* Begin *
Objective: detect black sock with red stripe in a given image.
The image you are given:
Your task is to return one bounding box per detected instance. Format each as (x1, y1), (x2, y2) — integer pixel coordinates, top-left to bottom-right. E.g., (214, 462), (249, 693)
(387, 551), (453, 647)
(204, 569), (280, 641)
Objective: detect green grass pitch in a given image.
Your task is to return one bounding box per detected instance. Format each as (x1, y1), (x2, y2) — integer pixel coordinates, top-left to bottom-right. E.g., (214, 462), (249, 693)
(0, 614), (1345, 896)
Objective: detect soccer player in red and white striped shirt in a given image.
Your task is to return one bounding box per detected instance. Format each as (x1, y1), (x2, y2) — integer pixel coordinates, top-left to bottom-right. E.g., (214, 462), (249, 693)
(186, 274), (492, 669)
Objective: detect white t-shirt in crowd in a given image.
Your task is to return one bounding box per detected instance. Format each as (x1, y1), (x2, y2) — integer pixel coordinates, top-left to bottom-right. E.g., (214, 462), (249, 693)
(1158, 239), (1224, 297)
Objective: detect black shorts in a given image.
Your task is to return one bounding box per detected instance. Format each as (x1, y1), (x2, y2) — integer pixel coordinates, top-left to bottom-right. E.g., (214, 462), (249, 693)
* End *
• Task prompt
Can you repeat every one of the lines above word for word?

• Task solution
Objective: detect black sock with red stripe in a given image.
The image you are given:
Your task is to return one bounding box per detected instance. Format each as (x1, y1), (x2, y2) — integer pixel coordinates, top-left to bottom-right. E.g., (214, 462), (249, 693)
(387, 551), (453, 647)
(204, 569), (280, 641)
Objective: detect green grass pitch in a given image.
Your task is to return one bounding box per detected instance. Format each as (x1, y1), (x2, y2) — integer pixel coordinates, top-left to bottom-right. E.g., (214, 462), (249, 693)
(0, 614), (1345, 896)
Objective: detect soccer player in red and white striped shirt in a given image.
Your task is to return one bounding box per detected instance. Format each as (x1, y1), (x2, y2) — integer pixel coordinates, top-left to bottom-right. E.g., (214, 462), (249, 693)
(186, 274), (492, 669)
Objective: detect white t-shirt in crowd in a given image.
Your task is to return one bounding box per detected instance. Format each as (x1, y1), (x2, y2) — integer pixel coordinates, top-left to bottom-right. E.g., (214, 462), (249, 693)
(1158, 239), (1224, 297)
Objective: detect black shorts in a given image.
Your task is to return one bounding box per detected instance. Format each as (x1, y1), (x2, y2) — integer pixel coordinates, top-left to bottom-right. E.g., (214, 462), (249, 693)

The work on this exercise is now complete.